Update the listing lines starting at the line containing "the corn cob." and ending at the line containing "Outline every instance of the corn" by replacing "corn cob" with "ear of corn", leaving everything else unchanged. Return only those lines.

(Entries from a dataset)
----

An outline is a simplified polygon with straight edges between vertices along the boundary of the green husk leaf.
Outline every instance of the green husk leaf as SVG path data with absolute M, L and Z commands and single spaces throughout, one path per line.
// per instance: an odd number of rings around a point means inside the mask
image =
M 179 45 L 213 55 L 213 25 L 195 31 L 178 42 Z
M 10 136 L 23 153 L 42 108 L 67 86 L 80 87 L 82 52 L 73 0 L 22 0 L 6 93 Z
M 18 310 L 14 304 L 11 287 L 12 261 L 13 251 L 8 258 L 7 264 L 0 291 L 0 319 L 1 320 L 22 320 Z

----

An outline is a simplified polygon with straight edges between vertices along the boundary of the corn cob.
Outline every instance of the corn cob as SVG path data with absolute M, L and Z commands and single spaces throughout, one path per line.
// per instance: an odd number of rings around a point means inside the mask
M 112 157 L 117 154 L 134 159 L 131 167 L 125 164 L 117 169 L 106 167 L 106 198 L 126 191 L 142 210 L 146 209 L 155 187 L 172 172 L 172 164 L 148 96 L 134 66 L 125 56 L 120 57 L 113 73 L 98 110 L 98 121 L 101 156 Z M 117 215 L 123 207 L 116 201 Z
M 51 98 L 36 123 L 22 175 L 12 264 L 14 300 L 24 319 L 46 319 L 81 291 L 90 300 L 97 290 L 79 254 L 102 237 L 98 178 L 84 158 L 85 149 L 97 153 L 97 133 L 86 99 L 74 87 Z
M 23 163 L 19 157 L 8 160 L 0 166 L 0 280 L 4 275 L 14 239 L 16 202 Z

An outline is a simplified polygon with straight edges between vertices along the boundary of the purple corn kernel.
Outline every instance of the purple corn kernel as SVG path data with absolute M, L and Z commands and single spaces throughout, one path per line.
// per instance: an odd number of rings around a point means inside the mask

----

## EXPECTED ANSWER
An outline is a simplified polygon with straight edges between vertices along the boundary of the ear of corn.
Outline every instance of the ear of corn as SVG path data with absolute M, L and Z commands and single spaces throughout, one path per line.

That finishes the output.